What you will do
Print exactly the lines that run from the one containing "An example of" to the final line of the data, both included, and print none of the pictures.

Material shown
+ + + +

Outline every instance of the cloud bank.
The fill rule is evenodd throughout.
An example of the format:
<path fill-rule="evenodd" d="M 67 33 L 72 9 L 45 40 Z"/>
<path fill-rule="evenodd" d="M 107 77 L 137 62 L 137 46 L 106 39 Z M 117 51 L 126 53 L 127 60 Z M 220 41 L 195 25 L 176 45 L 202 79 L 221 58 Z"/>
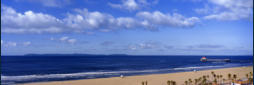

+ + + +

Output of the exercise
An example of the format:
<path fill-rule="evenodd" d="M 67 33 L 72 9 L 45 40 Z"/>
<path fill-rule="evenodd" d="M 107 77 L 137 62 L 137 46 L 106 39 Z M 117 51 L 126 53 L 127 60 Z M 220 41 L 195 25 L 176 45 L 202 79 L 221 58 Z"/>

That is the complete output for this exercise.